• TASK REQUIREMENTS: Could you retype every line below exactly, omitting the images?

• DATA LISTING:

——————————

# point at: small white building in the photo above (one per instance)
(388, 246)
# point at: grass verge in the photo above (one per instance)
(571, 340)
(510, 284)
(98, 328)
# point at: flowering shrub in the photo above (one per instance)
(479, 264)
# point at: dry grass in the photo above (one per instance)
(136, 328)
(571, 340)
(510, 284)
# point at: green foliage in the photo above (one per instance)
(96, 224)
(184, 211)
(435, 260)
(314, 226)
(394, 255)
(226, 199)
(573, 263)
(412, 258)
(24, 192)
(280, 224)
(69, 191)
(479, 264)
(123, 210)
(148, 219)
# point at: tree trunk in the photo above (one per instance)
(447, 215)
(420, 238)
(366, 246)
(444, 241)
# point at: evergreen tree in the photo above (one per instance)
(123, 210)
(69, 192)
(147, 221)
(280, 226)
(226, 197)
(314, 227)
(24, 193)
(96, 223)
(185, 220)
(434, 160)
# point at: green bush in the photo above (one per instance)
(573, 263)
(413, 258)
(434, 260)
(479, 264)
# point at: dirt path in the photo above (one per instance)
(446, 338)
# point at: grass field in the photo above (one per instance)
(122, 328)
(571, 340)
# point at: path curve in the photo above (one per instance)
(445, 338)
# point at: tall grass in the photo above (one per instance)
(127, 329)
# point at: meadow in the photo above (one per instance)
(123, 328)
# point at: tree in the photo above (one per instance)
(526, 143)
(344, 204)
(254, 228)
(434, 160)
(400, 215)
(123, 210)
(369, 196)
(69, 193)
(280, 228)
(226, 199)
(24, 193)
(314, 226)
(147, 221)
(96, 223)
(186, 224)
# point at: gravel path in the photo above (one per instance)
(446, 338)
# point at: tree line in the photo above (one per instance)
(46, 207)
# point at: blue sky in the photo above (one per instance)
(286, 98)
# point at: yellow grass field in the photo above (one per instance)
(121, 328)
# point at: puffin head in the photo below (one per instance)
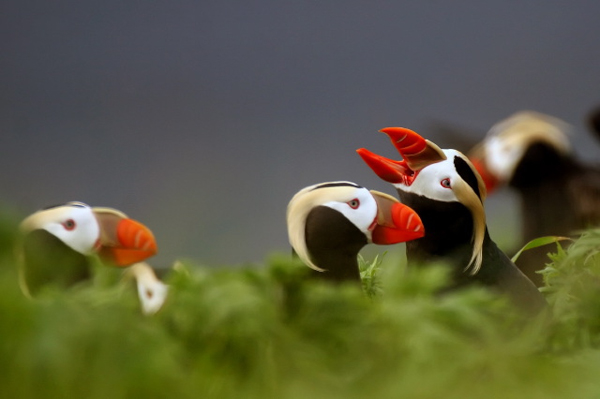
(110, 233)
(428, 172)
(507, 143)
(343, 217)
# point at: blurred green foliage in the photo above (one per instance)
(268, 331)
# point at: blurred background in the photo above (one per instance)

——————————

• THE COMPLETED TASK:
# point at: small white building in the photo above (one per instance)
(388, 246)
# point at: grass verge in the photo above (one per instance)
(571, 340)
(510, 284)
(98, 328)
# point at: flowering shrub in the photo above (one per instance)
(479, 264)
# point at: dry grass in the photo above (one per instance)
(136, 328)
(571, 340)
(510, 284)
# point at: green foliage in the photo above (one per instance)
(96, 224)
(184, 211)
(435, 260)
(314, 226)
(394, 255)
(226, 199)
(573, 263)
(412, 258)
(24, 192)
(280, 224)
(69, 191)
(479, 264)
(123, 210)
(148, 219)
# point at: tree trunk in the photo above (one per instance)
(447, 215)
(420, 238)
(366, 246)
(444, 241)
# point at: evergreen tree in the photo above (one per instance)
(123, 210)
(69, 192)
(147, 221)
(280, 226)
(226, 197)
(314, 227)
(24, 193)
(96, 223)
(185, 220)
(434, 160)
# point at: green bush in the photo above (one per instance)
(573, 263)
(413, 258)
(434, 260)
(479, 264)
# point at: dirt path in the photo above (one per instance)
(446, 338)
# point at: grass field in the photo above (one per instance)
(122, 328)
(571, 340)
# point at: path curve in the photo above (one per instance)
(445, 338)
# point at: tall grass in the photo above (one per instance)
(127, 329)
# point at: meadow in the photo above (one per instance)
(123, 328)
# point at: tree in the photo above (one per instance)
(526, 143)
(344, 204)
(254, 228)
(434, 160)
(400, 215)
(123, 210)
(369, 196)
(69, 193)
(280, 228)
(226, 199)
(24, 193)
(314, 226)
(147, 221)
(96, 223)
(186, 224)
# point at: gravel path in the photo above (one per instance)
(446, 338)
# point at: tree line in the photo above (one per instance)
(46, 207)
# point at: blue sky in the photo above (one per instance)
(286, 98)
# point at: yellow grass field in the photo above (one per instance)
(121, 328)
# point at: puffin head in the photo below (one per instance)
(110, 233)
(428, 172)
(507, 143)
(343, 217)
# point at: blurred green foliage in the photo above (one per instance)
(268, 331)
# point at: blurred background in the photo above (one per instance)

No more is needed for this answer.